■ Vorgegebener Text:
______

11.12.2015, 15115 Zeichen
Buchstäblich gesehen wird es freilich zu verneinen sein, dass wir Value Investoren Schafe seien. Die Frage ist natürlich metaphorisch zu verstehen: Sind auch wir, die wir uns am Aktienmarkt mit dem Mut und dem Wissen ausgestattet sehen, als einsame Streiter gegen den Strom zu schwimmen und kühne, profitträchtige Entscheidungen völlig losgelöst von äußeren Einflüssen zu treffen, Herdentiere? Sind wir unabhängig im Denken? Können wir das überhaupt sein? Würde man diese Frage nach dem eigenen Maße an Unabhängigkeit im Denken einer großen Menge Investoren anonymisiert vorlegen, so käme wahrscheinlich ein ähnliches Ergebnis zustande, wie bei einer Umfrage unter eintausend Männern, die ihre Liebhaberqualitäten möglichst ehrlich einschätzen müssten. Der Durchschnitt ist überdurchschnittlich gut.

______

■ Datenzeilen:
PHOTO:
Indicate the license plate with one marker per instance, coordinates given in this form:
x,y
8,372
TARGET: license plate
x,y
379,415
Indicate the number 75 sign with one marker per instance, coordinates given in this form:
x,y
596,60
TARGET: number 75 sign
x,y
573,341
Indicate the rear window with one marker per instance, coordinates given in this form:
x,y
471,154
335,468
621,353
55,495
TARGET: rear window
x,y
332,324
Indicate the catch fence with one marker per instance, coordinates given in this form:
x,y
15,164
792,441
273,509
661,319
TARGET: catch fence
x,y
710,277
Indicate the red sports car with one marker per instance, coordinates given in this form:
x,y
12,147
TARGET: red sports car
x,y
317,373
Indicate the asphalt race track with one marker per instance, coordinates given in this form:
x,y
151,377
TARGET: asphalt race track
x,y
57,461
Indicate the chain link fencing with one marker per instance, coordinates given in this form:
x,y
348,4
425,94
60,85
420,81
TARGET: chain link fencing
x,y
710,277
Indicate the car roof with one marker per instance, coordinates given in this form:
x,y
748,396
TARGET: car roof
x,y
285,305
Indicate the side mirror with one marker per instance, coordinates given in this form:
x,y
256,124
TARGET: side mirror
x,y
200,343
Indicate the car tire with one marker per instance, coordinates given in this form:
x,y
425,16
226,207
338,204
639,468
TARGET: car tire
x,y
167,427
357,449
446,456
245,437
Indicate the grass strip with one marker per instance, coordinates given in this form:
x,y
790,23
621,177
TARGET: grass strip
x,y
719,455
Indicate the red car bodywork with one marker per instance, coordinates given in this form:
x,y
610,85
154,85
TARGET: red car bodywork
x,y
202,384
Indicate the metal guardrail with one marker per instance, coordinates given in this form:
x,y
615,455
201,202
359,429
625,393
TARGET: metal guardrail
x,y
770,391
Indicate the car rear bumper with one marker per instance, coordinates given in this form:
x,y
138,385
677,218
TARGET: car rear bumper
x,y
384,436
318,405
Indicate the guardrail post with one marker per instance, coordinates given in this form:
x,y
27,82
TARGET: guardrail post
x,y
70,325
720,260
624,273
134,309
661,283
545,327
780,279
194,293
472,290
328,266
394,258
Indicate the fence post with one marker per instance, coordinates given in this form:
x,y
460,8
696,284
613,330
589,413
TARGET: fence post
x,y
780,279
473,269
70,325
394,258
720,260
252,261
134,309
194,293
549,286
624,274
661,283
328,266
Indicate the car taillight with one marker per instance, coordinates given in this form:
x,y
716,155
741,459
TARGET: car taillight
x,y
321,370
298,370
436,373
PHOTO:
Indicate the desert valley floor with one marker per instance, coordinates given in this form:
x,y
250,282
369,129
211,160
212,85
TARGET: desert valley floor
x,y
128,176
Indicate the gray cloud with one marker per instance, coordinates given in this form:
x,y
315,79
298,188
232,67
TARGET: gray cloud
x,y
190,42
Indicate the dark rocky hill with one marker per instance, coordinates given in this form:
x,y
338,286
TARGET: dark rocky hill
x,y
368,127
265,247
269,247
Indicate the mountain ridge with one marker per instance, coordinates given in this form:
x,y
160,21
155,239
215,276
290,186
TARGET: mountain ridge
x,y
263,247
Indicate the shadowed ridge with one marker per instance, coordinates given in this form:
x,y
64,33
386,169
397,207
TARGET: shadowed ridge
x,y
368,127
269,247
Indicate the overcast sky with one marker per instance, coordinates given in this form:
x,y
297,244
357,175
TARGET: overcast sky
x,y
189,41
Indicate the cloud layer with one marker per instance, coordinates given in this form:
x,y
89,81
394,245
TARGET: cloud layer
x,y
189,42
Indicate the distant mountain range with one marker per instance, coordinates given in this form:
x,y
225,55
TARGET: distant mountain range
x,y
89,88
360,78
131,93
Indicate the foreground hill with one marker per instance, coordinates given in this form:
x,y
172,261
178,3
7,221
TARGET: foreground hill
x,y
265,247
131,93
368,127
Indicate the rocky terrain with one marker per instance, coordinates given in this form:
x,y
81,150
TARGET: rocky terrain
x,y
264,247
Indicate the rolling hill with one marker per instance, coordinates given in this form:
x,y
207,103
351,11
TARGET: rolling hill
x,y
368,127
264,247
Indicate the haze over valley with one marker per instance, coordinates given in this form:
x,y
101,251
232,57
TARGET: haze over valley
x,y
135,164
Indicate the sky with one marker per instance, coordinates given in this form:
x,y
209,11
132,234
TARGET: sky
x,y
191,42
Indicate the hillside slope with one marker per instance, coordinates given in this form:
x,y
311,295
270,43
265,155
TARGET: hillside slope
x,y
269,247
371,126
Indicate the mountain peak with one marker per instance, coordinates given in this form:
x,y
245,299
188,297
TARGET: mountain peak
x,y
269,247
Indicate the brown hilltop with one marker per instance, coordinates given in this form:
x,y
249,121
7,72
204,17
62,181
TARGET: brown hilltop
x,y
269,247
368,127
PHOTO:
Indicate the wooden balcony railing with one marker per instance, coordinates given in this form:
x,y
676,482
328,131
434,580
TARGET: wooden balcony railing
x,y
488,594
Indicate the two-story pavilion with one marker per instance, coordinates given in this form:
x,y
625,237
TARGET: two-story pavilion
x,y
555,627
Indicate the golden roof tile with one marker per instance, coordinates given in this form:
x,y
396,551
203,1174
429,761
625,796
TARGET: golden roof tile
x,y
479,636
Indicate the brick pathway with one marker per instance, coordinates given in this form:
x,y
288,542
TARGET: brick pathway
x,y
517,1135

______

■ Aufgabe A: Erkläre in ein bis drei Sätzen, welches Ergebnis der Text über Value Investoren von einer anonymen Umfrage unter vielen Investoren zu ihrer Unabhängigkeit im Denken erwartet und womit er dieses Ergebnis vergleicht.
■ Aufgabe B: Wie ist die Frage, ob Value Investoren Schafe seien, laut dem Text über Value Investoren zu verstehen?
■ Aufgabe C: Schreibe den Text über Value Investoren bitte ab seinem letzten Satz weiter.
Die Datensätze werden hier nicht gebraucht.

■ Ergebnis A: Der Text erwartet ein ähnliches Ergebnis wie bei einer Umfrage unter eintausend Männern, die ihre Liebhaberqualitäten möglichst ehrlich einschätzen müssten. In beiden Fällen wäre der Durchschnitt überdurchschnittlich gut.

■ Ergebnis B: Metaphorisch.

■ Ergebnis C:
Warum ist das so? Zum Teil wird das auf einen Schutzmechanismus zurückzuführen sein, der das eigene Selbstwertgefühl und das Selbstbewusstsein abschirmt und somit verhindert, dass uns regelmäßig die einfachsten Dinge misslingen. Es wäre der menschlichen Zivilisation wahrscheinlich nicht besonders dienlich, wenn sie aus acht Milliarden abgesonderten Häuflein Elend bestünde, die sich alleine nichts zutrauen, weil sie in der Vergangenheit ab und zu gescheitert sind und obendrein dieses Scheitern auch noch mit messerscharfem Realismus eingesehen haben. Für den Fortschritt allgemein und die Weiterentwicklung der menschlichen Existenz ist es also ganz gut, dass der einzelne Mensch sich regelmäßig überschätzt und Dinge einfach probiert, selbst wenn die Erfolgswahrscheinlichkeit bei Kenntnis aller Einflussfaktoren gegen einen sprechen würde. Schütten wir doch diese beiden Stoffe einfach mal zusammen und warten ab, was passiert.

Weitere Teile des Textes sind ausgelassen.